▶ _TASK BRIEF_: Please reproduce the records below line for line, without any changes, and leave the pictures out.
★ ★ ★ ★ ★ ★ ★
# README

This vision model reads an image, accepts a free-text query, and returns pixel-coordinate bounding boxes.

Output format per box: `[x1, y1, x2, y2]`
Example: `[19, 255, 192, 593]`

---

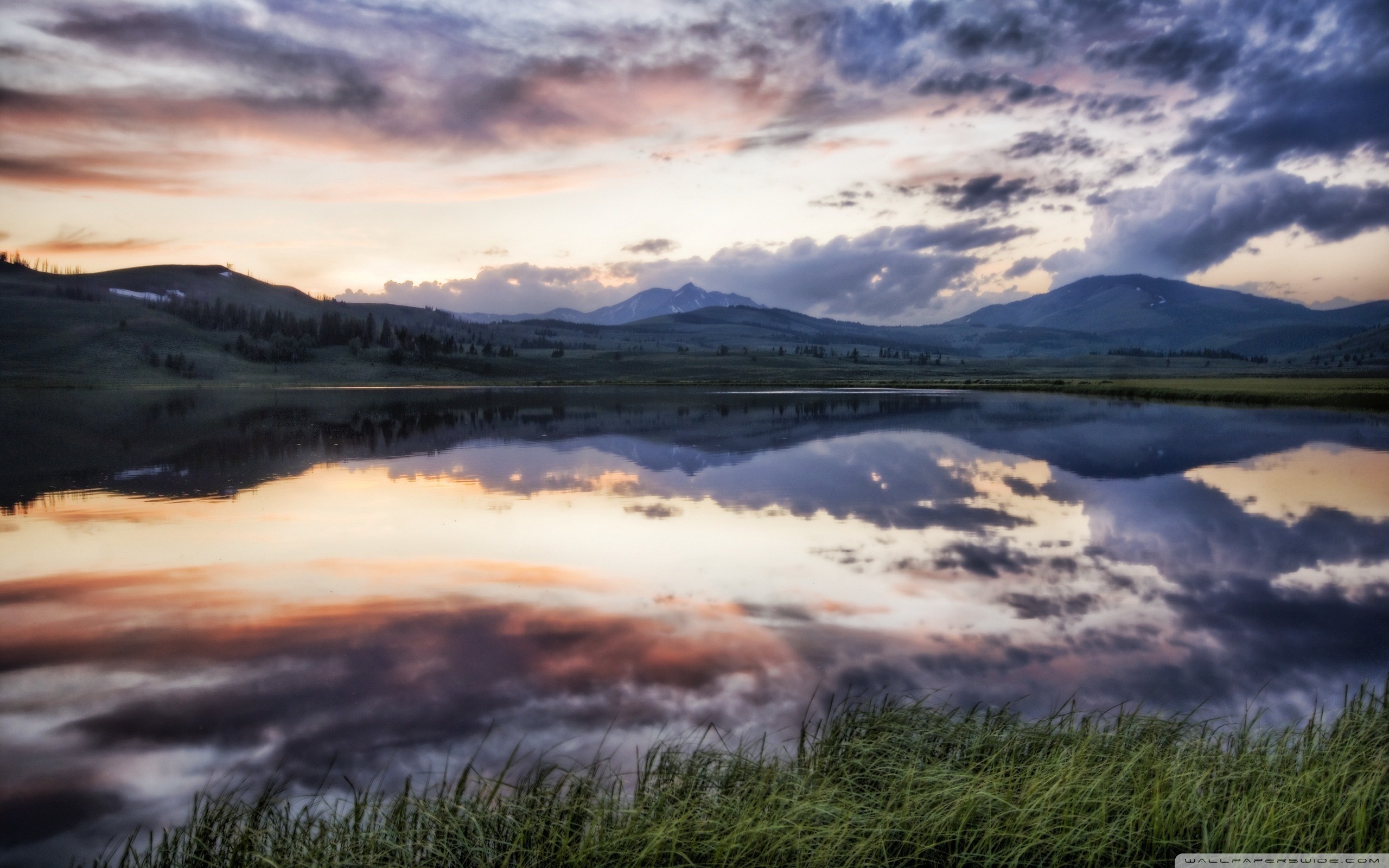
★ ★ ★ ★ ★ ★ ★
▶ _ANSWER FOR THIS EXERCISE_:
# README

This vision model reads an image, accepts a free-text query, and returns pixel-coordinate bounding boxes.

Output format per box: `[x1, y1, x2, y2]`
Example: `[19, 255, 192, 593]`

---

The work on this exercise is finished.